Problem: Below are some records. How many of their lines contain the string "document"? Give the number only.

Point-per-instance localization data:
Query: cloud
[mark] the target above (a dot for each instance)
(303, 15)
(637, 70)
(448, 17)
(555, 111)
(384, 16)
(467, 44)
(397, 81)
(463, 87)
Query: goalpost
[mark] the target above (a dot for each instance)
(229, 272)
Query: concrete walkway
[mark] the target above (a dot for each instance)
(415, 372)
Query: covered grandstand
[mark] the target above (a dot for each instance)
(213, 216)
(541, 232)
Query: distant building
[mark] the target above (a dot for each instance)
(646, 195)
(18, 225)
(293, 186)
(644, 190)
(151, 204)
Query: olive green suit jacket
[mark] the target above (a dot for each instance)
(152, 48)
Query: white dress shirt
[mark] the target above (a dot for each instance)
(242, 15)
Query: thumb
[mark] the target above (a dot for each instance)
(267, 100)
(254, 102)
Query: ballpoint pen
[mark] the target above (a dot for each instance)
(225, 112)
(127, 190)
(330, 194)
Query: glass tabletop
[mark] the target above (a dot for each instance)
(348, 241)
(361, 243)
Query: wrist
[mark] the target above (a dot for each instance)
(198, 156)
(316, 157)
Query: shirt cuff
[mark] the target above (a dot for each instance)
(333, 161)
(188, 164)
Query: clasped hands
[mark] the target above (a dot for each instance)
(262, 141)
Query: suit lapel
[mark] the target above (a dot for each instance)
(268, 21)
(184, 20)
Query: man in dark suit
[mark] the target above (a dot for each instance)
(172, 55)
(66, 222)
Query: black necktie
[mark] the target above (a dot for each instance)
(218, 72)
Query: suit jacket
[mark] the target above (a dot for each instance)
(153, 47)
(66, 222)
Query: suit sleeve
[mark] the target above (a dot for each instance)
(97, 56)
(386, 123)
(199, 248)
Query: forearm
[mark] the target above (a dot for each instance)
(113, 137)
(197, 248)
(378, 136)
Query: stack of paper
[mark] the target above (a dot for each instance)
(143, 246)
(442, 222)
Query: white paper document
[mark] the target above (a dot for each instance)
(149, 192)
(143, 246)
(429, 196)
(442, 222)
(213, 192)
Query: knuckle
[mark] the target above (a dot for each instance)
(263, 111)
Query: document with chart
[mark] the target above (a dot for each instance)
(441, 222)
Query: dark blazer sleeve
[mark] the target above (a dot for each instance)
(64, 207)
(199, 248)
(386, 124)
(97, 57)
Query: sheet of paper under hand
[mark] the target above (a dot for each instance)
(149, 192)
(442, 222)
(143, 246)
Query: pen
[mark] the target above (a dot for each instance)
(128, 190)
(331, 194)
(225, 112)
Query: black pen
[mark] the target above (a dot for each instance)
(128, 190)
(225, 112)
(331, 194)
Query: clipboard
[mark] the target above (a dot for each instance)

Written solution: 2